- _Written task_:
Please count how many lines in the material below contain the string "grass". Case counts, so a line matches only if its letters have the same capitalization. Reply with the number alone.

- _Records for the task_:

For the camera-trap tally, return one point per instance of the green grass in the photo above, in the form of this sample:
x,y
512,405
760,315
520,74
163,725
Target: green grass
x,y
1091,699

- _Solution for this problem_:
2